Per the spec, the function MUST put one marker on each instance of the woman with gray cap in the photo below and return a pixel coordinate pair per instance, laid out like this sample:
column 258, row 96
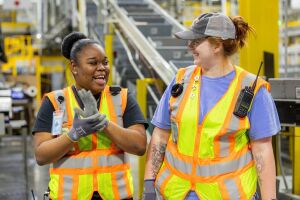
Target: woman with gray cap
column 214, row 123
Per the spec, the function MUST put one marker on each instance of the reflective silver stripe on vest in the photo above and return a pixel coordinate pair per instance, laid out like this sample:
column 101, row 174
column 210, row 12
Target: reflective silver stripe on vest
column 174, row 129
column 111, row 160
column 178, row 164
column 234, row 121
column 73, row 163
column 224, row 168
column 117, row 102
column 61, row 105
column 67, row 186
column 186, row 80
column 166, row 173
column 209, row 170
column 121, row 185
column 232, row 189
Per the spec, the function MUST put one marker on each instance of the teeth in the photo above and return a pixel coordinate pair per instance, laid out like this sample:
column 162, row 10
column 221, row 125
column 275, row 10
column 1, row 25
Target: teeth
column 98, row 77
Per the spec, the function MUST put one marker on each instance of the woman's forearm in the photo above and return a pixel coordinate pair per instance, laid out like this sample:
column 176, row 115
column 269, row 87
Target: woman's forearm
column 265, row 165
column 48, row 149
column 156, row 152
column 132, row 139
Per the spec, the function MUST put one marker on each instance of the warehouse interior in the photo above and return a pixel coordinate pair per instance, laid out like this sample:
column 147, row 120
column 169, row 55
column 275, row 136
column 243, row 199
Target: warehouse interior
column 144, row 56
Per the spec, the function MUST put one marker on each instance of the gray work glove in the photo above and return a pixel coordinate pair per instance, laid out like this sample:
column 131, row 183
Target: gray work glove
column 89, row 103
column 149, row 190
column 84, row 126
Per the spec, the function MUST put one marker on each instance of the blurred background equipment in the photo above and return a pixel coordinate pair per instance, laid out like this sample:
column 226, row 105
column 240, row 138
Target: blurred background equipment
column 144, row 57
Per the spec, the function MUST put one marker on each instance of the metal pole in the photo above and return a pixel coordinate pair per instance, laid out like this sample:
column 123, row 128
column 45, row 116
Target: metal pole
column 285, row 37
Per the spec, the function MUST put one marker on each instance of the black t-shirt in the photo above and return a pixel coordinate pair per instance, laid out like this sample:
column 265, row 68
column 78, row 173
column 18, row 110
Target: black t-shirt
column 132, row 114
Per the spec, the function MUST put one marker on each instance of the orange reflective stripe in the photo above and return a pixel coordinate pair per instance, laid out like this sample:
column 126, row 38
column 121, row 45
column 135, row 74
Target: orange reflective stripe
column 95, row 182
column 239, row 186
column 94, row 164
column 163, row 178
column 89, row 170
column 196, row 149
column 60, row 187
column 124, row 99
column 223, row 130
column 94, row 141
column 75, row 187
column 126, row 179
column 173, row 149
column 52, row 100
column 115, row 185
column 210, row 178
column 224, row 191
column 96, row 152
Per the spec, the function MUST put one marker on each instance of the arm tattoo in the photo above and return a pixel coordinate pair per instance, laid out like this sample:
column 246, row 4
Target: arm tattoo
column 260, row 165
column 158, row 154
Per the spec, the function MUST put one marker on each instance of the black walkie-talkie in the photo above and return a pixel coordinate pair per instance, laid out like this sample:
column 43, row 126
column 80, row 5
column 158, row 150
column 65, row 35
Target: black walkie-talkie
column 245, row 99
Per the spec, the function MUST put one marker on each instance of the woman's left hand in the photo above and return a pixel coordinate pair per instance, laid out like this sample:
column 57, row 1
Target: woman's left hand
column 89, row 102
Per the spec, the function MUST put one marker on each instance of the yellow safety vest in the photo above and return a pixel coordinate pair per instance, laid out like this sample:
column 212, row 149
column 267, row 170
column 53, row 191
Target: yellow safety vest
column 95, row 163
column 212, row 158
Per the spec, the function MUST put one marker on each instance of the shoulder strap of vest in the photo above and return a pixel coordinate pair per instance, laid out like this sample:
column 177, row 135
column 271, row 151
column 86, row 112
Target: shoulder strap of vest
column 250, row 78
column 185, row 73
column 119, row 98
column 58, row 100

* * *

§ **ASSIGNMENT**:
All that is wanted is an exact copy of the lines above from the one with "column 18, row 110" through the one with "column 135, row 74", with both ends included.

§ **RESULT BELOW**:
column 18, row 110
Target: black t-shirt
column 132, row 114
Per the spec, the function MUST put one marker on each instance of the orange reflective stripe in the photo above and return a pixel coordinate pair per instance, laid out like this sample:
column 126, row 38
column 121, row 45
column 135, row 74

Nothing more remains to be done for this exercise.